— START —

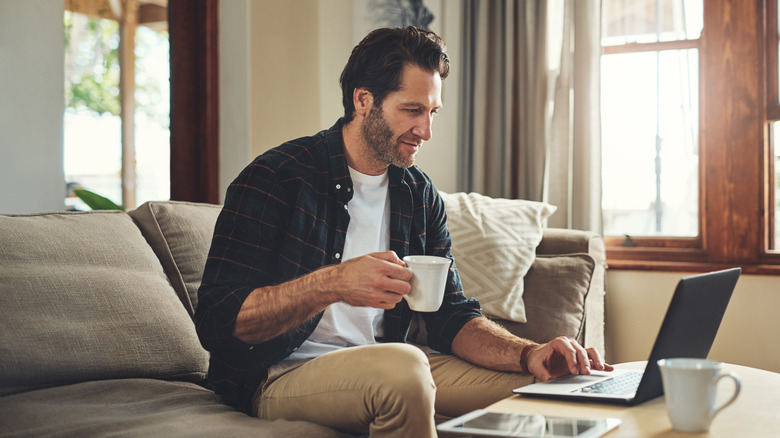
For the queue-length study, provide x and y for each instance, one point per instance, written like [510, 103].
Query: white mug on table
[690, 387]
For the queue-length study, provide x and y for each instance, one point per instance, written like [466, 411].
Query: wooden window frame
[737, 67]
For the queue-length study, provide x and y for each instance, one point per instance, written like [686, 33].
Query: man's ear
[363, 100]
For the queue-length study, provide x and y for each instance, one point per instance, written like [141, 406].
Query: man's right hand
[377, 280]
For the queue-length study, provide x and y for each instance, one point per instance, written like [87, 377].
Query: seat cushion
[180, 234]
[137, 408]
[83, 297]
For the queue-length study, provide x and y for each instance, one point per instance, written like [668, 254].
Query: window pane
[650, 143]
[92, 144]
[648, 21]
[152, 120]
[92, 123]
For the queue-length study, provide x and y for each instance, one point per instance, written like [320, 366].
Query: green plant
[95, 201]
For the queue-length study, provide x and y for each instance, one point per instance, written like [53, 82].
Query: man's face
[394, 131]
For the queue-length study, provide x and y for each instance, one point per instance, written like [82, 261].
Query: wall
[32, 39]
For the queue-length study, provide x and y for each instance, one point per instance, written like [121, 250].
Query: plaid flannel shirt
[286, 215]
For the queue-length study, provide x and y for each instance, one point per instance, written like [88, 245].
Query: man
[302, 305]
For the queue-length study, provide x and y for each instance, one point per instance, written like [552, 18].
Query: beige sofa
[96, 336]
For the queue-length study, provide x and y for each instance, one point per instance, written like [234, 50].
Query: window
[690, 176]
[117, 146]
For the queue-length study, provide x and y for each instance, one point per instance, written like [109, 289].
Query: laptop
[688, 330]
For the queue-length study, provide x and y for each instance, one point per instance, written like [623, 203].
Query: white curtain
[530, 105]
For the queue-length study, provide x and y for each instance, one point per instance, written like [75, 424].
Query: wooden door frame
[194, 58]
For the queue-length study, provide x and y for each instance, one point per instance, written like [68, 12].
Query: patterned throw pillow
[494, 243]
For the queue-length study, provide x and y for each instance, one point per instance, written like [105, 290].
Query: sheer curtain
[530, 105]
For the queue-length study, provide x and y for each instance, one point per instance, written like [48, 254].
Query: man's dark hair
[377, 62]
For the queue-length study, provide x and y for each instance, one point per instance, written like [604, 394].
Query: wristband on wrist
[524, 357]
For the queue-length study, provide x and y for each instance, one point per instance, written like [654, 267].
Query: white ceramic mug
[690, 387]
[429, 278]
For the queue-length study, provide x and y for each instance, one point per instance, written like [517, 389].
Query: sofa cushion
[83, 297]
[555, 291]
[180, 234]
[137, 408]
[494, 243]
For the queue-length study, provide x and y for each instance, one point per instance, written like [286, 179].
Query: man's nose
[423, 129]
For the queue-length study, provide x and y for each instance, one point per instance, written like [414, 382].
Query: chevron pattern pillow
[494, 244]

— END —
— START —

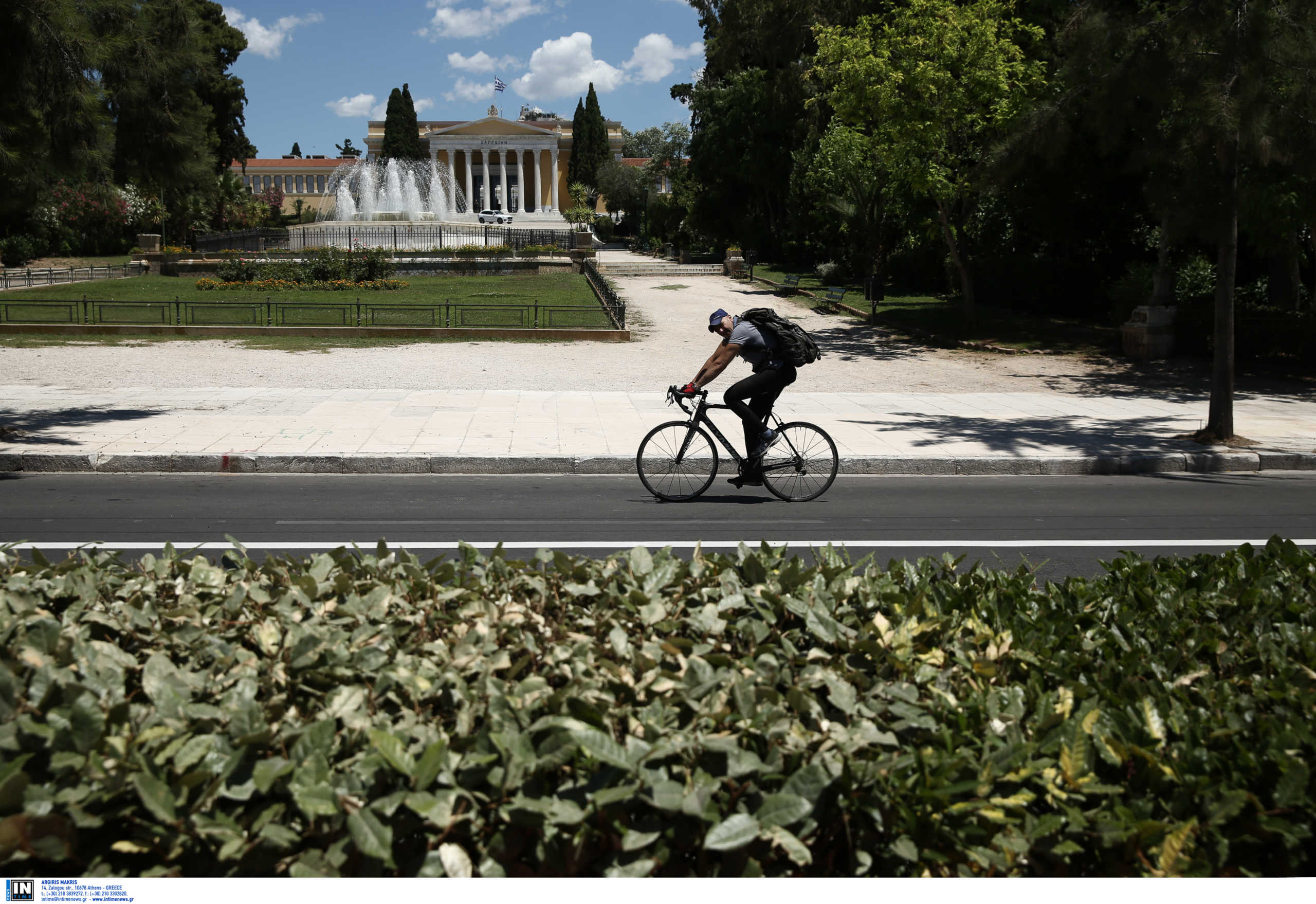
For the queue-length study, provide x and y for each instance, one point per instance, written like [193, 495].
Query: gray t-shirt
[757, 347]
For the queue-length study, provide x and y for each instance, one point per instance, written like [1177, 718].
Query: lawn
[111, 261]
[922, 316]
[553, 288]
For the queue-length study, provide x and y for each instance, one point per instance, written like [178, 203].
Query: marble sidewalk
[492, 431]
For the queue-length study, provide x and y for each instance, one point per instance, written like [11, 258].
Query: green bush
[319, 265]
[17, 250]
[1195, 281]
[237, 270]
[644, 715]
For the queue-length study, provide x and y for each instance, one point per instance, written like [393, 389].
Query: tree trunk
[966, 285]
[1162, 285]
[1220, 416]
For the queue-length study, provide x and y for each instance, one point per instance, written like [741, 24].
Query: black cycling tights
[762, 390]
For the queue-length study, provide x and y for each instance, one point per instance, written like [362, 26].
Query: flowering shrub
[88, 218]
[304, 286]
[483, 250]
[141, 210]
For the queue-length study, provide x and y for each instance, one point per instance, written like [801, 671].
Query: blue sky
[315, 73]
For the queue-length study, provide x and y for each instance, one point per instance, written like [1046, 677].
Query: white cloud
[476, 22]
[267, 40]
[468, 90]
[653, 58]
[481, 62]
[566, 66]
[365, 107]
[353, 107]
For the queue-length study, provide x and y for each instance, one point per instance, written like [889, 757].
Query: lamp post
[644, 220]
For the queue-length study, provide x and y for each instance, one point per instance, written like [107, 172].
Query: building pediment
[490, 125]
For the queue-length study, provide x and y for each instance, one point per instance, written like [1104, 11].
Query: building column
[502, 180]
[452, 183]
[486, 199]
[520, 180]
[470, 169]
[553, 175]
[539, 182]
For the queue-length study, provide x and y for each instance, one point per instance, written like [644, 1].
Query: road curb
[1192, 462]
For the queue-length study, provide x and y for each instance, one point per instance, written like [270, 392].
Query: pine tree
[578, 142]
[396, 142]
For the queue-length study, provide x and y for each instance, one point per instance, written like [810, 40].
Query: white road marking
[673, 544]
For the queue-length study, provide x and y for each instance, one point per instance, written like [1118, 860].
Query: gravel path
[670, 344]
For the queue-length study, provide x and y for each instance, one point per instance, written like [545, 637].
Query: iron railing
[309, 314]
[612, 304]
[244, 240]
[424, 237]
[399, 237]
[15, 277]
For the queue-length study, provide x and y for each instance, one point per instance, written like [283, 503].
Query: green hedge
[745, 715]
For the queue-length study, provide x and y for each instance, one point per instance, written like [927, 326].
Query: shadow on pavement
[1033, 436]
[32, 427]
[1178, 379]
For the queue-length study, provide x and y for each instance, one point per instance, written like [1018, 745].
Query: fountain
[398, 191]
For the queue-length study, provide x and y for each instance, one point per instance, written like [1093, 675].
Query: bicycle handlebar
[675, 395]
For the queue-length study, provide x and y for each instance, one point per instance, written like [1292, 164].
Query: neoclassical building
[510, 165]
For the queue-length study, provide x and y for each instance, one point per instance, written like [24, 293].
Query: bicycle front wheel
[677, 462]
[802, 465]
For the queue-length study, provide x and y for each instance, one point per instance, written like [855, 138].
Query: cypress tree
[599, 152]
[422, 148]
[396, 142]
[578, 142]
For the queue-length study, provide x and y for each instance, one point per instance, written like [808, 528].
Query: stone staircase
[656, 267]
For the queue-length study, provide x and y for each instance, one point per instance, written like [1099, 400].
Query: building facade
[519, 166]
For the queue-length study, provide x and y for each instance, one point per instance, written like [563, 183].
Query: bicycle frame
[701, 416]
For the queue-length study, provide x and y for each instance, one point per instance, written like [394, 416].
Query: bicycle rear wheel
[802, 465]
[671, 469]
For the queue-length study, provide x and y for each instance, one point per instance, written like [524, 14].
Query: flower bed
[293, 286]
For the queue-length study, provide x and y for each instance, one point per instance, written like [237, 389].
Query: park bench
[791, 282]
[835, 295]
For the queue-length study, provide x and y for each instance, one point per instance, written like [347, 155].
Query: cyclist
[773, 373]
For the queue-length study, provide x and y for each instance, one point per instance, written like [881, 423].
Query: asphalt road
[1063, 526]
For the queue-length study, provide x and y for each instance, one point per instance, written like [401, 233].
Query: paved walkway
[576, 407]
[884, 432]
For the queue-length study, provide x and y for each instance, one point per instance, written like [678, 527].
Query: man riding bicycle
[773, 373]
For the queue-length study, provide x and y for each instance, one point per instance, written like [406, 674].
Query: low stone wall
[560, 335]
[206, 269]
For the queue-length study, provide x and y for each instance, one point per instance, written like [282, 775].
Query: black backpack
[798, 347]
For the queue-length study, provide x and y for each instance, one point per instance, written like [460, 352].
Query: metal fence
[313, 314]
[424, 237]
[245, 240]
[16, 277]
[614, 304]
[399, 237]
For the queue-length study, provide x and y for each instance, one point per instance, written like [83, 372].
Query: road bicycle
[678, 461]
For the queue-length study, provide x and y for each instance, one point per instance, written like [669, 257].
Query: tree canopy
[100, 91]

— END —
— START —

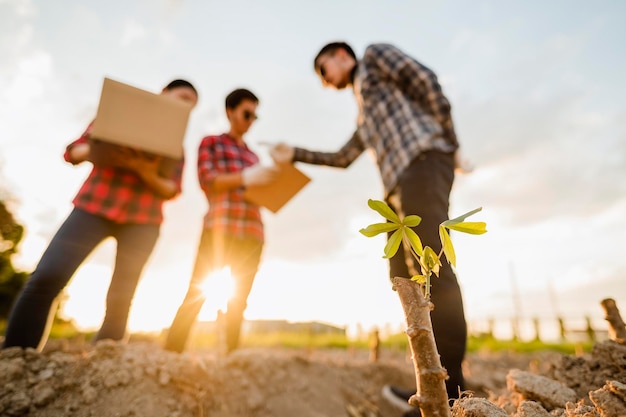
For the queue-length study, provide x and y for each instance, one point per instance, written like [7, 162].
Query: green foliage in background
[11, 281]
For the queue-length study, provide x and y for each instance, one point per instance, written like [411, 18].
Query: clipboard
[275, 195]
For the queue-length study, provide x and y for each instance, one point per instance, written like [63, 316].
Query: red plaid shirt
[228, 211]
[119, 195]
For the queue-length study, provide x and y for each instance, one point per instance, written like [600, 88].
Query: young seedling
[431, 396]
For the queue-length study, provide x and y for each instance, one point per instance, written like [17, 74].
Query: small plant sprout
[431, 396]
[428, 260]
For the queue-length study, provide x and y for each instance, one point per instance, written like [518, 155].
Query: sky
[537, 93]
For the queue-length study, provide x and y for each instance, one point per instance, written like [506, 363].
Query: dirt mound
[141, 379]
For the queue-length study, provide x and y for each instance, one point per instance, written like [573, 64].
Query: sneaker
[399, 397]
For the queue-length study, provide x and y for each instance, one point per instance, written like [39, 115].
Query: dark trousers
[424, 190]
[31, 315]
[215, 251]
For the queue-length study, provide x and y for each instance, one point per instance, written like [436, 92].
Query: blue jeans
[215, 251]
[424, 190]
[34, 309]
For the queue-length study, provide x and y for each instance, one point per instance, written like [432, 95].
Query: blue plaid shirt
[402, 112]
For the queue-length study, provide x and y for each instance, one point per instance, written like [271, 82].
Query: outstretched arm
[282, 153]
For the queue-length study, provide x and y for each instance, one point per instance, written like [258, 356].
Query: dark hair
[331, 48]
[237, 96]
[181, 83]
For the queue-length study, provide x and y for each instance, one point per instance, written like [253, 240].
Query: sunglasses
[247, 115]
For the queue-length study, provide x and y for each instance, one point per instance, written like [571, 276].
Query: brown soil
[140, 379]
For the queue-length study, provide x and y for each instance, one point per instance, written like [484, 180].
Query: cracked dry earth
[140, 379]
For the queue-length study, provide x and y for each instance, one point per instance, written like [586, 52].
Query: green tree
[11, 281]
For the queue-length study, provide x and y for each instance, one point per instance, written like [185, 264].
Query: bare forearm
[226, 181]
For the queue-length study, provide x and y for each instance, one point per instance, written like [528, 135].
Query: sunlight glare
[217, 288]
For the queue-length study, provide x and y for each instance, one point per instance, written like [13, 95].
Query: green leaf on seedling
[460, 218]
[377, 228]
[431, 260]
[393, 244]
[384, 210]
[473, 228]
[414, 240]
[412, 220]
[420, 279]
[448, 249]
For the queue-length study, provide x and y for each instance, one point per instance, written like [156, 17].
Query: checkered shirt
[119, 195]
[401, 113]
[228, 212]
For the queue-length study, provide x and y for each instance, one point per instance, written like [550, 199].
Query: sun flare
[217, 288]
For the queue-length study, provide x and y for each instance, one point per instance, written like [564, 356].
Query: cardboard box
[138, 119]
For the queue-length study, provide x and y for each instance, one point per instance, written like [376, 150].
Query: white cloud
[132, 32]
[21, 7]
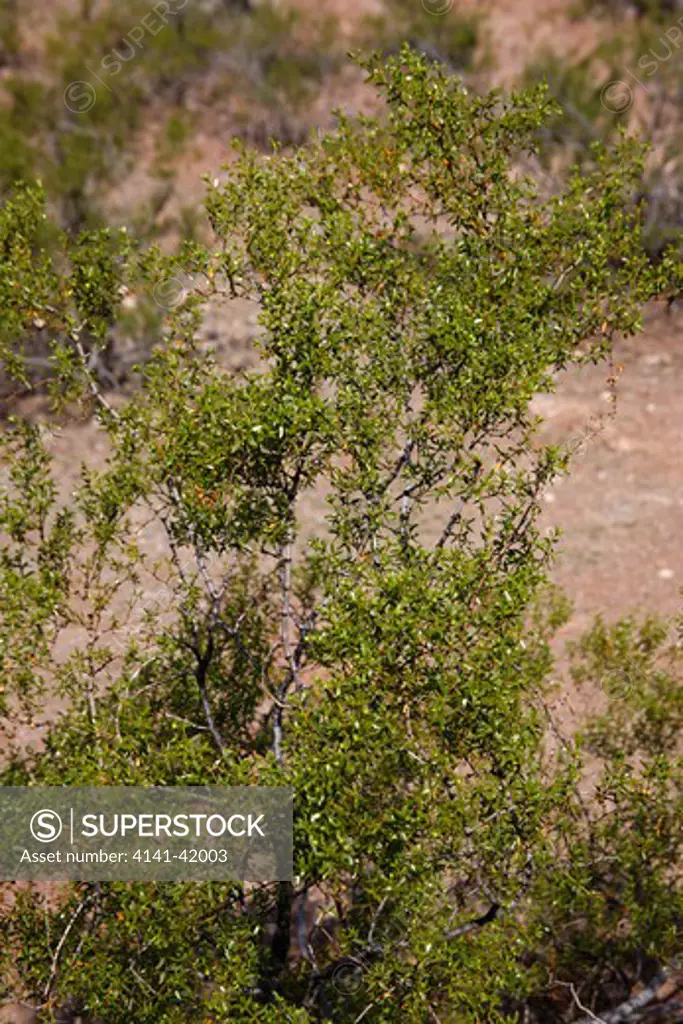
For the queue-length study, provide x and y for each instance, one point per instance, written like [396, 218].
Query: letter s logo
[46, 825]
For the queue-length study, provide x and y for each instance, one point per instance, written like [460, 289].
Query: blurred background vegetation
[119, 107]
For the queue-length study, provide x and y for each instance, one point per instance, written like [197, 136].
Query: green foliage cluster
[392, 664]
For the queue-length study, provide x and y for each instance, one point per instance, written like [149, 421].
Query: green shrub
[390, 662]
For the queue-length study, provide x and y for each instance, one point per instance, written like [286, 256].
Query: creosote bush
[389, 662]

— END —

**What the exercise asks:**
Extract every line in the rows above that contains the word "road" and copy each line without changes. Matching is case-sensitive.

**Full answer:**
Query: road curb
Query: white road marking
Query: asphalt road
Query: road bicycle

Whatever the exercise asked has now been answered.